§ **Your instructions**
Show every line in the entries below that contains the word "ramekin".

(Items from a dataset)

►

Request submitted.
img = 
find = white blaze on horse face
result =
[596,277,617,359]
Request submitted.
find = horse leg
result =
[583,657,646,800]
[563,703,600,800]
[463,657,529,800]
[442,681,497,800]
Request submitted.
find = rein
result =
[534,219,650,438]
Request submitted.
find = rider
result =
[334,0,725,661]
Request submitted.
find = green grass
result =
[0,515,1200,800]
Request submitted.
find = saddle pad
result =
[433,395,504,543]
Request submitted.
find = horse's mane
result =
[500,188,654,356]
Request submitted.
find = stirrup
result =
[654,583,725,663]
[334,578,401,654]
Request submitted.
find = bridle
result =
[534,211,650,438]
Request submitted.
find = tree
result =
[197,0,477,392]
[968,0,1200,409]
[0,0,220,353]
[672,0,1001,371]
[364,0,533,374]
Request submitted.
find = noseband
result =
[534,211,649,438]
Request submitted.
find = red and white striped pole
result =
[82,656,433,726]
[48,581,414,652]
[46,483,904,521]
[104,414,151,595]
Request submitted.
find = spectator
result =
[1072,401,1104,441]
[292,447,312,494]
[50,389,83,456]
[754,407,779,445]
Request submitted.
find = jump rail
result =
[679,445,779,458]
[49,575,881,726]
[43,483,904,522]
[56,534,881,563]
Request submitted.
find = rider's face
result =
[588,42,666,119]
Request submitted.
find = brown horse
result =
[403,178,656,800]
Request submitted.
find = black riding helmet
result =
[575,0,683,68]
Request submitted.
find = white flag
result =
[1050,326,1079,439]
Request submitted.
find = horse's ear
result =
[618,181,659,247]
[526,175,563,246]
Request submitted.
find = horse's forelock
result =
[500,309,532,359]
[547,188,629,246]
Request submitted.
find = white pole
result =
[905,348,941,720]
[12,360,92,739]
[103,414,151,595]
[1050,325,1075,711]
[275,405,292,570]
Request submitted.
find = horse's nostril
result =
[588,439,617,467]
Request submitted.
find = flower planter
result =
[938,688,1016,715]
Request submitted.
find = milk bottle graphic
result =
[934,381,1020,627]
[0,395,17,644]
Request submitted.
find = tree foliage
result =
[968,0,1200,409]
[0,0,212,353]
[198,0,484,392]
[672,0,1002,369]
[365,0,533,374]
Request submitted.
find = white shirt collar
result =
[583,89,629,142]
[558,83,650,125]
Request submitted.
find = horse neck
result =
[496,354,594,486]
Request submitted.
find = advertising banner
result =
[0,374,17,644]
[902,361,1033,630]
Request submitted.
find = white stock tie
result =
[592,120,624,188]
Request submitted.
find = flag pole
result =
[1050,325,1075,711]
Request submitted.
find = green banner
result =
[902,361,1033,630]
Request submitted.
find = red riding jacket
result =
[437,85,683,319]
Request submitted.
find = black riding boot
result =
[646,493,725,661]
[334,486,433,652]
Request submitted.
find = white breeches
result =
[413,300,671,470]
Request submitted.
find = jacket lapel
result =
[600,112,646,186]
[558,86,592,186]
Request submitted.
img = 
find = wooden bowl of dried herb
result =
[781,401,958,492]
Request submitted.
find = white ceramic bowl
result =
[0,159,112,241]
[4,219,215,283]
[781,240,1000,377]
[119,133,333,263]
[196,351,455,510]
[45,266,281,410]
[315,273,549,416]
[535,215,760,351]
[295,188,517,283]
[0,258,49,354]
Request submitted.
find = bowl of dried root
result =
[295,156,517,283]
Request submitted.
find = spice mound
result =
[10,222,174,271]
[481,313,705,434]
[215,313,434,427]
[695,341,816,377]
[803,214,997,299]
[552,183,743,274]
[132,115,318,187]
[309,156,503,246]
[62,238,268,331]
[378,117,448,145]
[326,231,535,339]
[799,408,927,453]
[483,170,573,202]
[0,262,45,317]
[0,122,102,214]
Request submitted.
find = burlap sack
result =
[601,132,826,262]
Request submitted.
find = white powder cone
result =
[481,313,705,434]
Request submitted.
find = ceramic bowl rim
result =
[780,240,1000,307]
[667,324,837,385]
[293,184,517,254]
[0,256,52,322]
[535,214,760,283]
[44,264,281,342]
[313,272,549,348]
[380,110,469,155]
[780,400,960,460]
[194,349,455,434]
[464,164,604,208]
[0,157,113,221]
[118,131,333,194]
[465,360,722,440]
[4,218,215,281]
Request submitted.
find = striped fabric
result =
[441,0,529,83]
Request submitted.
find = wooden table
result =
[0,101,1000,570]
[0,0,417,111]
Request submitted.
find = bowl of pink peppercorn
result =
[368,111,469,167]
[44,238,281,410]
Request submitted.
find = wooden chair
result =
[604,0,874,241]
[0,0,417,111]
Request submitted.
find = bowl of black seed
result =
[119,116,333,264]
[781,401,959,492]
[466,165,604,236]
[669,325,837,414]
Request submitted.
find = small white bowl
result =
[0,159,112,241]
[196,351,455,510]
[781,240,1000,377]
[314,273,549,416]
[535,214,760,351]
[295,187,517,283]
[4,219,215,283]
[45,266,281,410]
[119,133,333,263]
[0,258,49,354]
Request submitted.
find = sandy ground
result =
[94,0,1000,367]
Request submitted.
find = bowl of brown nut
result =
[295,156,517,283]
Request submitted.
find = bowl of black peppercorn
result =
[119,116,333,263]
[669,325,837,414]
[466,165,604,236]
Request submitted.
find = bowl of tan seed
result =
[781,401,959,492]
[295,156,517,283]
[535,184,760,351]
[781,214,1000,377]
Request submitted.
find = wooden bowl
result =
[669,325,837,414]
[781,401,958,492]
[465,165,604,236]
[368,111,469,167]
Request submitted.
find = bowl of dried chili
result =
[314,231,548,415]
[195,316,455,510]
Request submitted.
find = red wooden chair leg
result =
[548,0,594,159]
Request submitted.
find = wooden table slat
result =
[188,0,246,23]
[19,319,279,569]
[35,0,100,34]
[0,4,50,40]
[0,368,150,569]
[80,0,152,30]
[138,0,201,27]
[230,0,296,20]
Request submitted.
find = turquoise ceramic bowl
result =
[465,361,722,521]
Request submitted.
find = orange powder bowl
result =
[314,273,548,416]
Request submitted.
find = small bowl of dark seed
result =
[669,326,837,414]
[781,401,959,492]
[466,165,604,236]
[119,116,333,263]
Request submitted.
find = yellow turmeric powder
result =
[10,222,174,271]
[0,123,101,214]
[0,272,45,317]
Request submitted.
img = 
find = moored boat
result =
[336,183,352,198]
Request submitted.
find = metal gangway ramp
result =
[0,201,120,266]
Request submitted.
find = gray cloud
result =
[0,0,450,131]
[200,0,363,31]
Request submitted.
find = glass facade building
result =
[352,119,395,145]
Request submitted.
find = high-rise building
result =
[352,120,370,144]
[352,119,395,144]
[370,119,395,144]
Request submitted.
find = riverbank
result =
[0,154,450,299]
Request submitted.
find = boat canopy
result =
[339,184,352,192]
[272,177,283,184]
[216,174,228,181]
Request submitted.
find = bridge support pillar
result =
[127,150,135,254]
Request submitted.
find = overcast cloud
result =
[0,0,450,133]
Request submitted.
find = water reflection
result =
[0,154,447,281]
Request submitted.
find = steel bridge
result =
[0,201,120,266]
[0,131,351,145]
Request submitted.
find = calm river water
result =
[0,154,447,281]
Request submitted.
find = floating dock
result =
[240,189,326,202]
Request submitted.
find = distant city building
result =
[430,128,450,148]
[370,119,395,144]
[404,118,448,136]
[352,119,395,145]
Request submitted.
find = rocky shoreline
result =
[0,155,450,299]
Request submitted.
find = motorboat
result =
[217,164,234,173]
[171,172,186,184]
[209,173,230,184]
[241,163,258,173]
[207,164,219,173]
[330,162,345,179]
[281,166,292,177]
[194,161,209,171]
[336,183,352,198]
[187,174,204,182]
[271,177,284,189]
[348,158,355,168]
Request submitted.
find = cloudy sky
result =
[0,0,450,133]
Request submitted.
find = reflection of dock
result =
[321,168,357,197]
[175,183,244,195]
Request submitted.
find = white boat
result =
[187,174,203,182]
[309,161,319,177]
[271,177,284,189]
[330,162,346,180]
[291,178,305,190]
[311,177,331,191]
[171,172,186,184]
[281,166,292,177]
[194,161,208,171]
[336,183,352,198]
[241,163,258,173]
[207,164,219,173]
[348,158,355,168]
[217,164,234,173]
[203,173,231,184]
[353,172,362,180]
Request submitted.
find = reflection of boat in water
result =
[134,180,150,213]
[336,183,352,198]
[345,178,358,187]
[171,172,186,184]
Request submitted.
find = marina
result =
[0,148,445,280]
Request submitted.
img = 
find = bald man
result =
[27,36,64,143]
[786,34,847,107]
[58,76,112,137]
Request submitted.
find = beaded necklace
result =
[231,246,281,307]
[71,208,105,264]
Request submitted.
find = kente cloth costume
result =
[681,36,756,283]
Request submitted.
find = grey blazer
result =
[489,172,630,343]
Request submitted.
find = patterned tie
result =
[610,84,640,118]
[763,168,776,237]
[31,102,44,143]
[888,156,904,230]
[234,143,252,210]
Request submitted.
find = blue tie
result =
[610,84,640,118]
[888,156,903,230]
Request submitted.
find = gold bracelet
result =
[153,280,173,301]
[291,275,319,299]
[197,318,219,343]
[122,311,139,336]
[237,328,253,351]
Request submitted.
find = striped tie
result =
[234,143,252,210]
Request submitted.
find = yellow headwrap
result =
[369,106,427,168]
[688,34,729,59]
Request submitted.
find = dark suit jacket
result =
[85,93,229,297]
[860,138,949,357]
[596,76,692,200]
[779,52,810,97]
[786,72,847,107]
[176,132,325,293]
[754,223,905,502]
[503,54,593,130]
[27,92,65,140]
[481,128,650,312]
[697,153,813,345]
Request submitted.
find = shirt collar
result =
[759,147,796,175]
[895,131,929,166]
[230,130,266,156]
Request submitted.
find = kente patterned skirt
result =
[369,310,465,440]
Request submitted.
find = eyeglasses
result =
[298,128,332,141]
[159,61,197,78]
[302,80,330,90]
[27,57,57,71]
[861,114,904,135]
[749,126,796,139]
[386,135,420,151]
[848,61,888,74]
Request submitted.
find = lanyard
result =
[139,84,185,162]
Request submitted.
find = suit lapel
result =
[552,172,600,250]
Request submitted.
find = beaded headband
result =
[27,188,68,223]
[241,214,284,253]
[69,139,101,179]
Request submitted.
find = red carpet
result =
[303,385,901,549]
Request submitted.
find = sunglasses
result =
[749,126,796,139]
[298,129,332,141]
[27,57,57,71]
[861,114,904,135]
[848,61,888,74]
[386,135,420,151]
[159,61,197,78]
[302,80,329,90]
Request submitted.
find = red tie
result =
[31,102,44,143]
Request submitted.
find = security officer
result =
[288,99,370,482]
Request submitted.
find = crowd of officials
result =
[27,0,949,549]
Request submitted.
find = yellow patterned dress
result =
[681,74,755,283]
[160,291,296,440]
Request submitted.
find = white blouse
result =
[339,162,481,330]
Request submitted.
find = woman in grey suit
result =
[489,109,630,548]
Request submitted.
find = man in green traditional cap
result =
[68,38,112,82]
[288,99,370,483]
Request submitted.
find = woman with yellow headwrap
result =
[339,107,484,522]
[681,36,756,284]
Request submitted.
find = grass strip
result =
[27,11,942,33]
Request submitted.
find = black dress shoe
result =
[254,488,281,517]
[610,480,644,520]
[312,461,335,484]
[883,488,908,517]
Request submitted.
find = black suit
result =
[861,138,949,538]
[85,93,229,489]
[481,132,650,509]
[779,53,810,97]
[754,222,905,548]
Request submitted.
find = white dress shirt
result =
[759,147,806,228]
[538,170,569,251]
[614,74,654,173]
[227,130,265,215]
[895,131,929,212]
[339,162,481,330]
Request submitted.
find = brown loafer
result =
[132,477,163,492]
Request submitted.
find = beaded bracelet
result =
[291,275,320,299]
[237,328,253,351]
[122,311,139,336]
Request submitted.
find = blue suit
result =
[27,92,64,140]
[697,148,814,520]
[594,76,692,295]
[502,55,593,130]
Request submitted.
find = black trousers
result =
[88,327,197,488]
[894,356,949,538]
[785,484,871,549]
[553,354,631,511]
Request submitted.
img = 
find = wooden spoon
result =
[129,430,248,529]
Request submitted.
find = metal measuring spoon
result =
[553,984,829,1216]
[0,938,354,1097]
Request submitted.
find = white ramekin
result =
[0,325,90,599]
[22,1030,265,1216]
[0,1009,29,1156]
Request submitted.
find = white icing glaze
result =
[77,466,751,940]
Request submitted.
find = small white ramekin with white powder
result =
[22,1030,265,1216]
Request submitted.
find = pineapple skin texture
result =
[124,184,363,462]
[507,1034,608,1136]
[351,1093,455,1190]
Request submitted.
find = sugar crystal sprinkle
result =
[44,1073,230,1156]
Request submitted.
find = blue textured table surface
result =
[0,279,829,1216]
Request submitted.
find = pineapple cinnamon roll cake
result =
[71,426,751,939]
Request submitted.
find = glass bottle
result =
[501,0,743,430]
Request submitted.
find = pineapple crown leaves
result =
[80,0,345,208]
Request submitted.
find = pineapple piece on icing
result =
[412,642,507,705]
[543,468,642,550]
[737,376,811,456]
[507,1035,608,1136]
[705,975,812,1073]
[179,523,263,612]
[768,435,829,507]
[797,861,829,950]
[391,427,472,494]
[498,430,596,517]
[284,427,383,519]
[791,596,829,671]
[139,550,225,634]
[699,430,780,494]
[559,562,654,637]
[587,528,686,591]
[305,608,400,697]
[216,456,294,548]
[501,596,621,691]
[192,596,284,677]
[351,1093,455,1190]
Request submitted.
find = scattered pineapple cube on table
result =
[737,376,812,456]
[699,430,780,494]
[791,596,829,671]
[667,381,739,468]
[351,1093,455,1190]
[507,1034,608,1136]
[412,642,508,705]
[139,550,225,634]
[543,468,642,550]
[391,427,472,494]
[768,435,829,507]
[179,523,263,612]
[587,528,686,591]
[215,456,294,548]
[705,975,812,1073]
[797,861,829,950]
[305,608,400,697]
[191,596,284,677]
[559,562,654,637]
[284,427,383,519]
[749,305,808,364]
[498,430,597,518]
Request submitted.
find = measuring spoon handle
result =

◄

§ **Written answer**
find = white ramekin
find = small white ramekin with white powder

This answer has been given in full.